**Description of the task:**
Within the entries below, the lines from the one with "For each <instance>" through the one with "positive clicks: (490, 572)" are to be set down exactly, both ends kept.

##### Exercise data #####

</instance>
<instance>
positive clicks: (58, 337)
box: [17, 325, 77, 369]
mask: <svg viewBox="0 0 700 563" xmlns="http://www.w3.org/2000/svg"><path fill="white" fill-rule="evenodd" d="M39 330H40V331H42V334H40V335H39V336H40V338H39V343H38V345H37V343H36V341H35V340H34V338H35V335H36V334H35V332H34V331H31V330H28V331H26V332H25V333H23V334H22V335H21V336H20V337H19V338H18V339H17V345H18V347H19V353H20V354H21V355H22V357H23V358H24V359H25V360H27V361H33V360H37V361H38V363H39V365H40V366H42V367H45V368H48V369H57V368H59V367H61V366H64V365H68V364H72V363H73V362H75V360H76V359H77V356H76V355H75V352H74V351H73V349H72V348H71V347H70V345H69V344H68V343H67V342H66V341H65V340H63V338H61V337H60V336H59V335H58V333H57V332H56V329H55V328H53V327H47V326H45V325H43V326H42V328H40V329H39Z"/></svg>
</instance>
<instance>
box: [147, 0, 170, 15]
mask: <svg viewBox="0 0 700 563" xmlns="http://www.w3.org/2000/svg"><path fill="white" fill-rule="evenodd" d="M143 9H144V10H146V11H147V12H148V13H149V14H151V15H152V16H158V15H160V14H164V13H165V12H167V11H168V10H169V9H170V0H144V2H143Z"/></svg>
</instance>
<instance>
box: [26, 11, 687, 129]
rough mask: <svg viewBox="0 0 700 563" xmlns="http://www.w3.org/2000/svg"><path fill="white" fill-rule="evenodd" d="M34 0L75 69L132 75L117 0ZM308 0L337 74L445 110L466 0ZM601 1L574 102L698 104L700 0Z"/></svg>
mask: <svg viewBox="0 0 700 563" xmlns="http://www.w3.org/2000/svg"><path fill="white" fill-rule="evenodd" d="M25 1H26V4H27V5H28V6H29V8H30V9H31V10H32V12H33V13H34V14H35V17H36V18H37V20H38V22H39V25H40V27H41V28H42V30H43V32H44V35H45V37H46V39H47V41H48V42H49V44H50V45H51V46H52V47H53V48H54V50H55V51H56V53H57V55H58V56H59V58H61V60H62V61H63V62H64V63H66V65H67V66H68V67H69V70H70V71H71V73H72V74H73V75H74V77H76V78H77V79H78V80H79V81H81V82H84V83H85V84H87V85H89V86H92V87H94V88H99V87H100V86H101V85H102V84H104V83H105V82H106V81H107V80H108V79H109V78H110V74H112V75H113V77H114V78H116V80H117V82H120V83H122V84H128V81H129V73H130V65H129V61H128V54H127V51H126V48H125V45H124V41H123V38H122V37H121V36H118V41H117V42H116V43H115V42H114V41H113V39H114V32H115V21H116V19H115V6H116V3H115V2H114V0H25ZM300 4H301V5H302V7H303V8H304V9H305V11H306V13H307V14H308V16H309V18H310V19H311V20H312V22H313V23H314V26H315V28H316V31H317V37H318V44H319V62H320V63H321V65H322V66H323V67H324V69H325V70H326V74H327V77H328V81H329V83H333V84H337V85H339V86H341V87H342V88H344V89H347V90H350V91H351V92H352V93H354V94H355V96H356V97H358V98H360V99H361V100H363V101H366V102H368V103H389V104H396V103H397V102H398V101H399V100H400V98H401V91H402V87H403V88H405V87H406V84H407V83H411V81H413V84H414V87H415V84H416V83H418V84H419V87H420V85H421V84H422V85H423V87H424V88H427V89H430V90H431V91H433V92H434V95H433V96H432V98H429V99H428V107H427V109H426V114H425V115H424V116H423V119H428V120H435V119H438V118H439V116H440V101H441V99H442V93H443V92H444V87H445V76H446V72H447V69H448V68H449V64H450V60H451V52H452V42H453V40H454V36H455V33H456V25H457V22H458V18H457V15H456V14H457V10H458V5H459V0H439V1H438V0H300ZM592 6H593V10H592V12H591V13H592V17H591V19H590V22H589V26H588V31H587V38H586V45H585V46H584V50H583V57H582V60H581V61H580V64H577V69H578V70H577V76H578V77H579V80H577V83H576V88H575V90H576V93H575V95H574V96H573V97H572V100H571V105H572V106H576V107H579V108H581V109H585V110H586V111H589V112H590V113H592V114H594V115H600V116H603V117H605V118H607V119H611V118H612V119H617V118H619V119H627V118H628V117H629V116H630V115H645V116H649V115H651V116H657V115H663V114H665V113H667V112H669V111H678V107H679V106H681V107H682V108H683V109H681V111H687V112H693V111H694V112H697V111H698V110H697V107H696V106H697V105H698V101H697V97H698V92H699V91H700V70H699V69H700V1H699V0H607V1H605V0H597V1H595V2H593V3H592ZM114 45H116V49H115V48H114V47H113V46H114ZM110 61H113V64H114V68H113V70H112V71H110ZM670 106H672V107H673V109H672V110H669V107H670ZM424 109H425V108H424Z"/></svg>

#####
##### Exercise data #####

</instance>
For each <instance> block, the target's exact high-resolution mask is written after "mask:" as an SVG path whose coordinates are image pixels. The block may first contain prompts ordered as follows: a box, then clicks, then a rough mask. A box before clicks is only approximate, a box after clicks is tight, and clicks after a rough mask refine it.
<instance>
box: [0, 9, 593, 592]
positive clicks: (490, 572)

#####

**Task output:**
For each <instance> block, the target's exact high-resolution mask is written after "mask:" as an SVG path whose coordinates are image pixels. The block may first contain prompts ordered as follows: a box, then clicks, then a rough mask. A box before clicks is only approximate, a box after clicks is tight, and clicks after a rough mask refine it.
<instance>
box: [0, 9, 593, 592]
positive clicks: (490, 572)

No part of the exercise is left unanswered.